* **Aim of the task**
Copy all the data exactly, except the pictures.

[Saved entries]
————————

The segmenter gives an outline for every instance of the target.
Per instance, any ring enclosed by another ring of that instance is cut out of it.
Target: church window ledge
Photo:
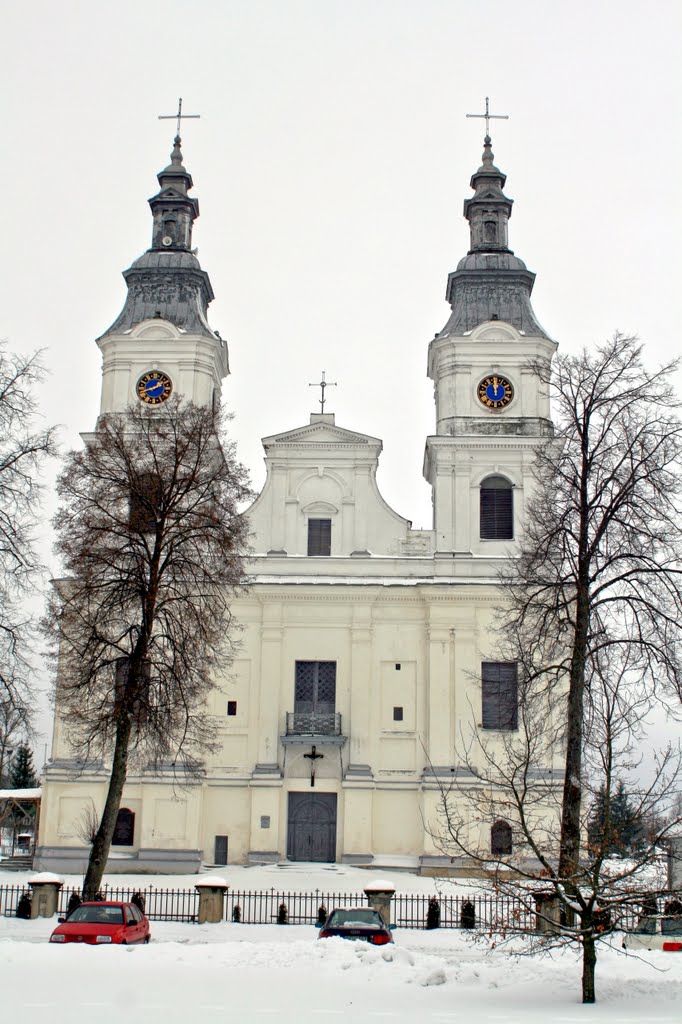
[[[285,745],[292,743],[330,743],[342,747],[346,737],[342,732],[341,714],[334,712],[288,711],[286,731],[280,737]]]

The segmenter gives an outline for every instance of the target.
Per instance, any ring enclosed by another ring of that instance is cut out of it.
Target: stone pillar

————————

* **Task output**
The segmenter gives an outline for every instance of the target.
Per instance, any ring enclosed by another ring of that instance is cut out of it.
Target: church window ledge
Photo:
[[[285,745],[292,743],[330,743],[342,747],[346,737],[342,732],[341,714],[334,712],[288,711],[286,731],[280,737]]]

The segmenter gives an outline for every instance of the target.
Per instance, any ring enclosed by another ring of that instance is cut out of it.
Target: stone pillar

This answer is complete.